> _REQUIREMENT_
Rewrite the records from the line that contains "of the glitter" through the end of the records, replacing "fir branch" with "pine branch" and keeping everything else the same. Omit the pictures from your answer.

> _RAW DATA_

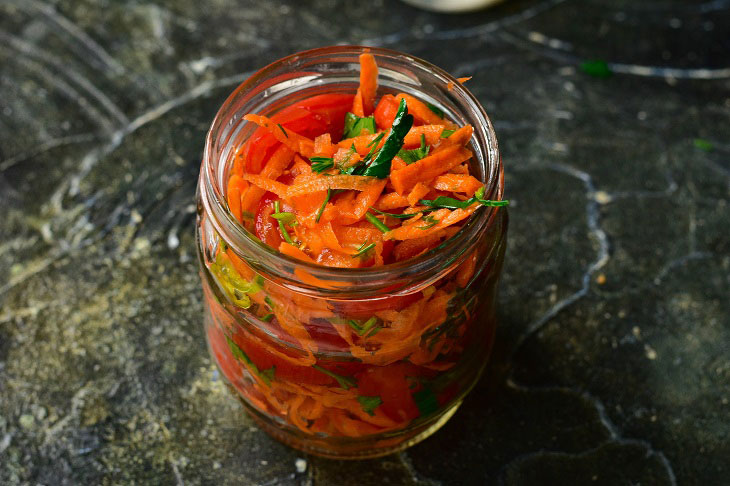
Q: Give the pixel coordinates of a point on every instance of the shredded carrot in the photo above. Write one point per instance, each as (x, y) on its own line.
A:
(294, 141)
(457, 183)
(429, 167)
(422, 113)
(368, 82)
(341, 366)
(309, 184)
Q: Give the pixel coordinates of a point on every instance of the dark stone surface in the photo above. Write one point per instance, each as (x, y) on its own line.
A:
(612, 364)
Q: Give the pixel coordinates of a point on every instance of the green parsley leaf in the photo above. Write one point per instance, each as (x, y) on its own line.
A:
(596, 68)
(345, 382)
(286, 218)
(413, 155)
(703, 144)
(321, 164)
(447, 133)
(369, 404)
(364, 248)
(380, 166)
(354, 125)
(426, 402)
(430, 222)
(267, 375)
(451, 203)
(378, 224)
(282, 228)
(438, 111)
(394, 215)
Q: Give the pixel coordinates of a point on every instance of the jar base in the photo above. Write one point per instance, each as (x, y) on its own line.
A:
(376, 451)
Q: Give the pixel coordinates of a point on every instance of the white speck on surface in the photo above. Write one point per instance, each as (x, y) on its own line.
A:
(602, 197)
(650, 352)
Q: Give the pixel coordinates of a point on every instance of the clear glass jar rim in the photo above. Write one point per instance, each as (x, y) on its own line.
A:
(430, 265)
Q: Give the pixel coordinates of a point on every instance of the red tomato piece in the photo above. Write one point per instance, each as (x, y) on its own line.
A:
(385, 111)
(392, 385)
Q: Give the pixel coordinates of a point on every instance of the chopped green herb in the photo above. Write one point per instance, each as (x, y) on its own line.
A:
(363, 249)
(378, 224)
(380, 166)
(430, 222)
(447, 133)
(321, 164)
(289, 219)
(703, 144)
(354, 125)
(228, 277)
(282, 228)
(269, 302)
(282, 130)
(438, 111)
(369, 324)
(413, 155)
(426, 402)
(324, 203)
(451, 203)
(369, 404)
(394, 215)
(266, 375)
(345, 382)
(596, 68)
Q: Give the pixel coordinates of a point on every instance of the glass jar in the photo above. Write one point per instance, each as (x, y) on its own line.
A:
(339, 362)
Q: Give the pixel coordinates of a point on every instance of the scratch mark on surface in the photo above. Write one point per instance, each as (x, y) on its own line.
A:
(45, 147)
(595, 230)
(74, 31)
(29, 50)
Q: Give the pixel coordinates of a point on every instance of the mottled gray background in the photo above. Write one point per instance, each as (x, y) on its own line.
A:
(611, 365)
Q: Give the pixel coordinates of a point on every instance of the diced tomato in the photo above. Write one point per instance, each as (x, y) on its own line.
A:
(367, 308)
(385, 111)
(230, 368)
(390, 383)
(267, 228)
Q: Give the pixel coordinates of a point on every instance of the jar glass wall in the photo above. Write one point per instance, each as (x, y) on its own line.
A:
(348, 363)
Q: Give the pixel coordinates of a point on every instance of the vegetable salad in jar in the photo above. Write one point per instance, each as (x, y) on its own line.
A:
(351, 236)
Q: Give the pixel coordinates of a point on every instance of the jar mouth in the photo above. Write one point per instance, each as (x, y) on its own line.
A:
(402, 277)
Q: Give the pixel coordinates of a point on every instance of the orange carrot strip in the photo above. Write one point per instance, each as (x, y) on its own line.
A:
(432, 134)
(368, 82)
(444, 216)
(294, 252)
(429, 167)
(422, 113)
(364, 200)
(357, 104)
(236, 186)
(355, 235)
(460, 136)
(391, 200)
(323, 145)
(417, 193)
(293, 140)
(308, 184)
(267, 184)
(361, 142)
(276, 164)
(385, 111)
(457, 183)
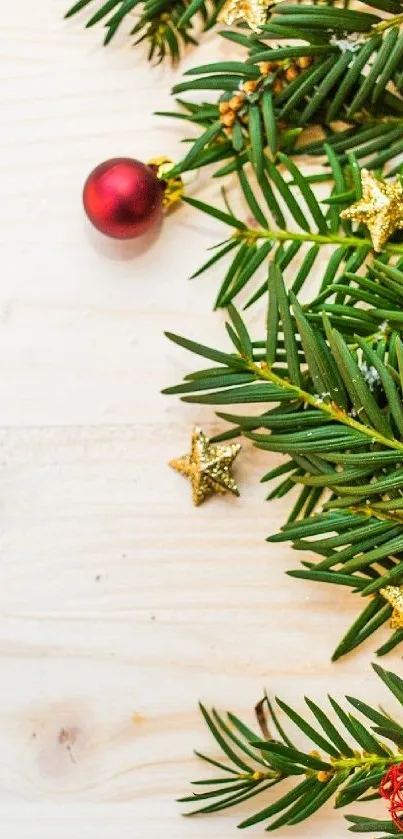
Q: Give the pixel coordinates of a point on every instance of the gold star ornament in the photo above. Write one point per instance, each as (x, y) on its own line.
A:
(380, 208)
(252, 12)
(208, 466)
(394, 596)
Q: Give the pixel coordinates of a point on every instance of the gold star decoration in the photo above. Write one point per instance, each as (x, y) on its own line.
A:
(208, 466)
(253, 12)
(380, 208)
(394, 596)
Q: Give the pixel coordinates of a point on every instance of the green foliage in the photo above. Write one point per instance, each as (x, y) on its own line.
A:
(167, 25)
(344, 760)
(329, 378)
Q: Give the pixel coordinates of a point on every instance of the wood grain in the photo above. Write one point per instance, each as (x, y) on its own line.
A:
(120, 603)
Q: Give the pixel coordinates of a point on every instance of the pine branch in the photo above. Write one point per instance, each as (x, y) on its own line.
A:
(339, 420)
(344, 761)
(267, 235)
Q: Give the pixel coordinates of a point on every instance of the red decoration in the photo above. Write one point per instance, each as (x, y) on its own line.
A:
(391, 788)
(123, 198)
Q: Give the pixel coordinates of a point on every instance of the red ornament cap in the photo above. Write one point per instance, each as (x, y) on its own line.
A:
(123, 198)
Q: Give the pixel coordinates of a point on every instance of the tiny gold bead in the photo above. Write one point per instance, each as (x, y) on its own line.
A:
(249, 86)
(228, 119)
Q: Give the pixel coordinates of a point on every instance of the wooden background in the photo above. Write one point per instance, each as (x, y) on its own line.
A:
(122, 605)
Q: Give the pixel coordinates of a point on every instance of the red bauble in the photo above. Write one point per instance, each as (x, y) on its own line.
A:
(123, 198)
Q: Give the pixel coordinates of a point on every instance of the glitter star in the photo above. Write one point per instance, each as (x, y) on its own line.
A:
(380, 208)
(208, 466)
(394, 596)
(253, 12)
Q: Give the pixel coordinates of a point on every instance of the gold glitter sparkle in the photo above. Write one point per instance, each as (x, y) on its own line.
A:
(253, 12)
(173, 187)
(394, 596)
(380, 208)
(208, 466)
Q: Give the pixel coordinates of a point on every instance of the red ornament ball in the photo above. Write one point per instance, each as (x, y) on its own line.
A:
(391, 788)
(123, 198)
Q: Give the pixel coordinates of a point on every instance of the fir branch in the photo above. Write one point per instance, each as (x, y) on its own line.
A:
(344, 761)
(167, 25)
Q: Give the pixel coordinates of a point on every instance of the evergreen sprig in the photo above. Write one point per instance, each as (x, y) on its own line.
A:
(347, 70)
(344, 760)
(333, 373)
(167, 25)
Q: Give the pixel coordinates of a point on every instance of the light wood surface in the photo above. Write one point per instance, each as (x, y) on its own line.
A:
(121, 604)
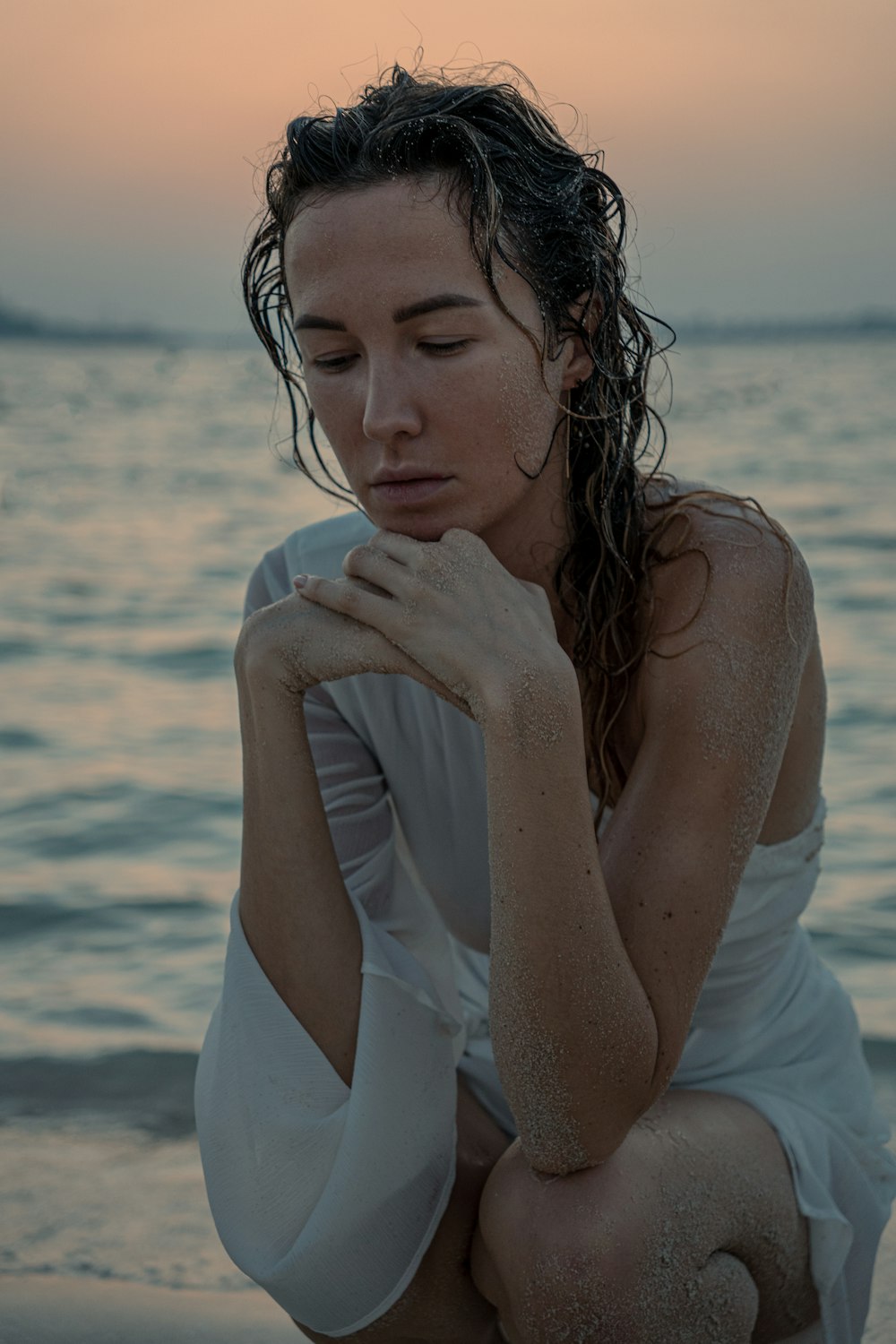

> _WRITTEN ANSWER_
Q: Give the pixel coordinates of a point on every instance of the glitter star in the photo above. Write one point per instance, each as (x, y) on its own line.
A:
(380, 208)
(208, 466)
(394, 596)
(253, 12)
Q: Give the pixel coordinates of a point on every instance of the gold glitter sparkle in the photo above. Write one point per instance, each as (x, y) on its own line.
A:
(253, 12)
(173, 187)
(394, 596)
(380, 208)
(208, 466)
Q: Give the pixel coordinates of a point on every instance of the red ornament ball in the photo above. Write one point per instance, each as (x, y) on its own line.
A:
(391, 788)
(123, 198)
Q: Give the pixel coordinates of a point on every instance of the pine branch in the photo above. Write one point per instance, each as (x, y) on its own line.
A:
(344, 761)
(167, 25)
Q: Give the pixel coordinates of a point on every instance of the evergreen sprig in the photo above. Write one point per instance, each as (x, y) on its own line.
A:
(347, 70)
(344, 760)
(333, 373)
(167, 25)
Q: Give the pixel coordinates of a point on every instance of the light wood surface in the photo above. Write one point per instance, each as (x, y) on its own line.
A:
(121, 604)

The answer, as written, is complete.